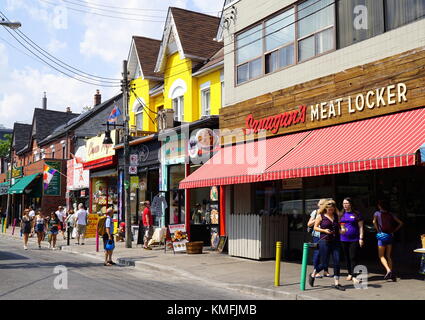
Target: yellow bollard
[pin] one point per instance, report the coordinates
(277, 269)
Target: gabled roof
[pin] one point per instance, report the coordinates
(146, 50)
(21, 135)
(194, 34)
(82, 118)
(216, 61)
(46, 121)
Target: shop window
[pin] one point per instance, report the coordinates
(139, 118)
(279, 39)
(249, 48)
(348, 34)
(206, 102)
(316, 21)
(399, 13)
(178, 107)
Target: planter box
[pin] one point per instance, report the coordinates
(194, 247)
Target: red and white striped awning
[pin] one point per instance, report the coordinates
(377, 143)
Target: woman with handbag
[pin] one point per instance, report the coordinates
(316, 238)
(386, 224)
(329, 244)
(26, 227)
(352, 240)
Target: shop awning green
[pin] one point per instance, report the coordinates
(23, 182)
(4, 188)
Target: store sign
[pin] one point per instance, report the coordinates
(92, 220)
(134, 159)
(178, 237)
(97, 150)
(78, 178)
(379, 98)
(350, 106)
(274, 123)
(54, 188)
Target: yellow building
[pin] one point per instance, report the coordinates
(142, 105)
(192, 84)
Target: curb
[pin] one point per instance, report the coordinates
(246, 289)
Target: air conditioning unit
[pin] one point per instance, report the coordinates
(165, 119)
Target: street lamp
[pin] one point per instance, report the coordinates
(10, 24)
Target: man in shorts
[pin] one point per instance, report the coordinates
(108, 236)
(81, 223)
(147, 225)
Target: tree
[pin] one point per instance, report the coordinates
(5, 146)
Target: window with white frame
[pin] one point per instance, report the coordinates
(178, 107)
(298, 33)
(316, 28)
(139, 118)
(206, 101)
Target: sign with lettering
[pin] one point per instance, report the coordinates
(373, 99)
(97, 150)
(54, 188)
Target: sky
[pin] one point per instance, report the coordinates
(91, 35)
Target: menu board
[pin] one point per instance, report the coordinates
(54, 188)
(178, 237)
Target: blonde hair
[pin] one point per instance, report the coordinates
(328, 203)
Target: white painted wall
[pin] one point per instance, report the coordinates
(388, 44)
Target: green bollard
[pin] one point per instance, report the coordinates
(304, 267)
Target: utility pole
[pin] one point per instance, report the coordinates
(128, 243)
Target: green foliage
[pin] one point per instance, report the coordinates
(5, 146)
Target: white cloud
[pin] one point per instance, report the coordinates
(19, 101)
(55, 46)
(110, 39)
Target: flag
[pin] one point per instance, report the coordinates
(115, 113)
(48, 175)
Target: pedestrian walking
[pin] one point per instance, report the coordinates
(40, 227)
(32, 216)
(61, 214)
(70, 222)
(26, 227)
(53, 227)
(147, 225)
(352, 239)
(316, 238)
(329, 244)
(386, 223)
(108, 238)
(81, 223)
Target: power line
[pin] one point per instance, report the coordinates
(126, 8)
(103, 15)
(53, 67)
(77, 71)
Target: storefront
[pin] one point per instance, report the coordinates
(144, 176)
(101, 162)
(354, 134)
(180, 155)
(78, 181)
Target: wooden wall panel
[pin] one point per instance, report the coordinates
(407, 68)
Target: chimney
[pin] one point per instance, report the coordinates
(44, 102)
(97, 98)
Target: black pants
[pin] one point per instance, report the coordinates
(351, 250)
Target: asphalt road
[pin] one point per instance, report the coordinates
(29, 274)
* * *
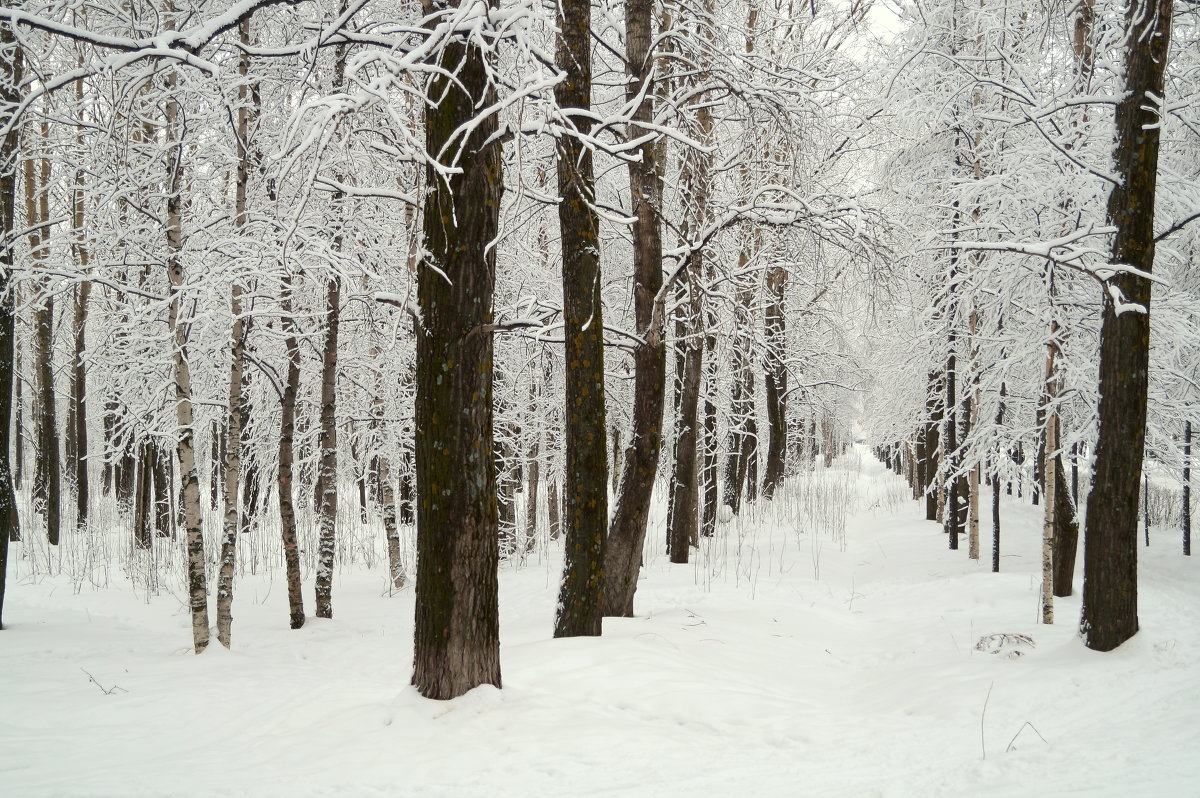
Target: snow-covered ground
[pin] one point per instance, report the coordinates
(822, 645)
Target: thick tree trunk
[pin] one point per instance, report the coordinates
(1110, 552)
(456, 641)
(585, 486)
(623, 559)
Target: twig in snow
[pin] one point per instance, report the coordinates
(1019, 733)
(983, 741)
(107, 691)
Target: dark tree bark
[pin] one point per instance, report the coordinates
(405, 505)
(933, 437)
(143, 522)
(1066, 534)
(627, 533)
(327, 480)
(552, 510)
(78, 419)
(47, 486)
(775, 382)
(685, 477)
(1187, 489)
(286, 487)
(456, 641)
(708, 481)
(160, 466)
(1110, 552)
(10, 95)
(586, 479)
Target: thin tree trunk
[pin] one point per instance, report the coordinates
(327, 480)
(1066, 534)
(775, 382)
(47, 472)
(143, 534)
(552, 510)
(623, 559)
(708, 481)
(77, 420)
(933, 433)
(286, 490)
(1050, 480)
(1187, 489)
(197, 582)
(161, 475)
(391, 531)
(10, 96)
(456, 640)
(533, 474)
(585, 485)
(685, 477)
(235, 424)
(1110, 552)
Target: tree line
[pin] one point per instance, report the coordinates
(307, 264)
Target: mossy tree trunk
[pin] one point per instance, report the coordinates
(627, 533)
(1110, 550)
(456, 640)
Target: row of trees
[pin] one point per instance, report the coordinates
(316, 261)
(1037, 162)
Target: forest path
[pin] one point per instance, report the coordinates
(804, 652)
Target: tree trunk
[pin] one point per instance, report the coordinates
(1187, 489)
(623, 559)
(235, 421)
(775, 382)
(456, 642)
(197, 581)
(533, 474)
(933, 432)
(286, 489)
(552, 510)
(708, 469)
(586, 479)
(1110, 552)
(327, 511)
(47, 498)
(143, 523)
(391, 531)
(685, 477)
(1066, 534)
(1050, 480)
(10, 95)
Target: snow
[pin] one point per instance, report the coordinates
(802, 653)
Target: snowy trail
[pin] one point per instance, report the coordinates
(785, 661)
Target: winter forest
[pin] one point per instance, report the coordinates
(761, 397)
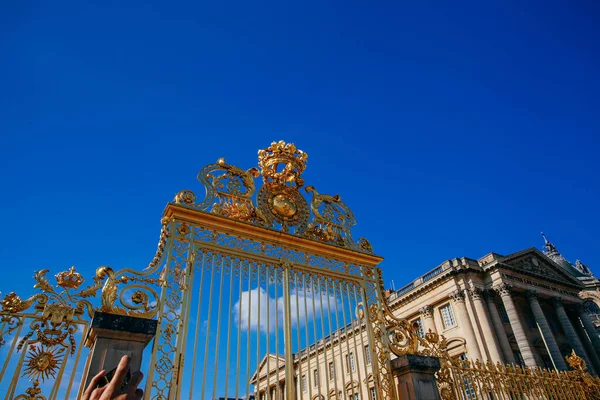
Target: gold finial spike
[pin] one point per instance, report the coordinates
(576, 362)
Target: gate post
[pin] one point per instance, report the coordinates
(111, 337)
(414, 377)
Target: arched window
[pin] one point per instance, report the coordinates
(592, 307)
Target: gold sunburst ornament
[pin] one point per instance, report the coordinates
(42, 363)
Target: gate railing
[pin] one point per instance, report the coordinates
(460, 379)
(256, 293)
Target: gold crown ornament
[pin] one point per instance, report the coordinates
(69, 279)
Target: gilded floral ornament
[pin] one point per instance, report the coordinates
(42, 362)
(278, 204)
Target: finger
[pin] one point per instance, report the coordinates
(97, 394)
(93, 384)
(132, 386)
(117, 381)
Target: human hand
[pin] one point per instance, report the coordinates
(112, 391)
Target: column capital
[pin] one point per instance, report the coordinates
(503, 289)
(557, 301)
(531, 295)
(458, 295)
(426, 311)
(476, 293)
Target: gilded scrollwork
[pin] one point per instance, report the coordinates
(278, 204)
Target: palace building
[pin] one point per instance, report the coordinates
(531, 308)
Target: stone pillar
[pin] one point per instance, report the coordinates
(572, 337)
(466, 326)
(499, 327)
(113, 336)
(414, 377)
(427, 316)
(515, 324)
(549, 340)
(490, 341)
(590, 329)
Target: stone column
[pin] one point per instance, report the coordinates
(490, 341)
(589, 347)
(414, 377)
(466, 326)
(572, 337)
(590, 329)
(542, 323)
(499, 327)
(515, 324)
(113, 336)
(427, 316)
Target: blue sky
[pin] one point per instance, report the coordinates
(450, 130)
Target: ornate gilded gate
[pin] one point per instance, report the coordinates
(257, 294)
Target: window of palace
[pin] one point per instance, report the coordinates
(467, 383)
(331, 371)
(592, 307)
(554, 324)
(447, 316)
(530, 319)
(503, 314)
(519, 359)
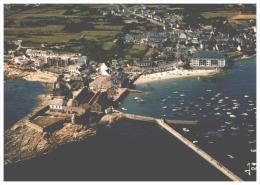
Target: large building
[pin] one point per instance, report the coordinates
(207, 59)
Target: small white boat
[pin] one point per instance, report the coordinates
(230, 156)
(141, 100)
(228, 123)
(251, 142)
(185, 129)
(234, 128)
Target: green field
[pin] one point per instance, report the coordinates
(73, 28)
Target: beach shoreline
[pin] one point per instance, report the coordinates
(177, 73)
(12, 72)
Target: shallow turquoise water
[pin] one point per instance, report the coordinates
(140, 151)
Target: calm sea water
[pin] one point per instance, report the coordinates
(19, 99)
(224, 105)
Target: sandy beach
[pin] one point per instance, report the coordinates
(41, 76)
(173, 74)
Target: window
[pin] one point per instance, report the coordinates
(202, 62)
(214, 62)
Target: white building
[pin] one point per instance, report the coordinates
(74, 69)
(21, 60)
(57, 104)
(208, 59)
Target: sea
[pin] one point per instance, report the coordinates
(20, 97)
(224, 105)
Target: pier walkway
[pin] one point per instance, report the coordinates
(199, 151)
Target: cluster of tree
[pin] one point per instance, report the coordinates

_WORK INSTRUCTION_:
List each line of the entries that holds the string "awning".

_EXPECTED OUTPUT_:
Target: red and white striped awning
Target: shop awning green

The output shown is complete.